BRANO DA LEGGERE
<<<<
Serie estiva. Vizi capitali. Felice pigrizia

La pigrizia è assenza di desiderio o segno di un cosciente mollare la presa?

17 agosto 2021  |  Alain Houziaux

(foto Yogendra Singh, unsplash)

Quando si evoca la pigrizia, si pensa prima di tutto alla pigrizia fisica, sia essa una sensuale indolenza oppure una mancanza di voglia di lavorare e faticare. La pigrizia è allora il contrario dello sforzo e dell’impegno. Così come la gola è il piacere di mangiare senza averne bisogno, allo stesso modo la pigrizia è il piacere di riposarsi senza averne necessità. È un “piacere per il piacere”, ed è senza dubbio per questo che essa è condannata, allo stesso modo in cui lo sono la gola e la lussuria.

Forme di pigrizia

Accanto a questa pigrizia in senso fisico, tuttavia, c’è anche una pigrizia psichica: mancanza di volontà, di coraggio, di energia; rifiuto di andare verso l’ignoto. Così la parabola dei talenti (Matteo 25) distingue tra i primi due servitori da una parte, i quali si impegnano e investono i loro talenti nel commercio e negli affari, e il terzo servitore dall’altra, definito “fannullone” dal suo padrone perché non si vuol prendere alcun rischio. La pigrizia è allora il contrario dell’audacia.
>>>>
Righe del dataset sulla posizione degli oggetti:
<<<<
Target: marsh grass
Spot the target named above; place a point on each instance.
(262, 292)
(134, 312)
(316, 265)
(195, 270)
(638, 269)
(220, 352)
>>>>
COMPLETA QUANTO SEGUE
• A. Aggiorna il brano sulla pigrizia: parti dalle parole "Accanto a questa" e fermati dopo "il contrario dell’audacia.", mettendo "scansafatiche" al posto di "fannullone".
• B. Per favore, formatta i record come CSV a due colonne, "testo" e "risposta", con una riga per ogni record. Il testo e la risposta vanno ciascuno in un unico campo tra virgolette, con gli a capo trasformati in spazi.
Il brano sulla pigrizia e i record non hanno alcun legame tra loro.

IN RISPOSTA
• A.
Accanto a questa pigrizia in senso fisico, tuttavia, c’è anche una pigrizia psichica: mancanza di volontà, di coraggio, di energia; rifiuto di andare verso l’ignoto. Così la parabola dei talenti (Matteo 25) distingue tra i primi due servitori da una parte, i quali si impegnano e investono i loro talenti nel commercio e negli affari, e il terzo servitore dall’altra, definito “scansafatiche” dal suo padrone perché non si vuol prendere alcun rischio. La pigrizia è allora il contrario dell’audacia.

• B.
testo,risposta
"Target: marsh grass Spot the target named above; place a point on each instance.","(262, 292) (134, 312) (316, 265) (195, 270) (638, 269) (220, 352)"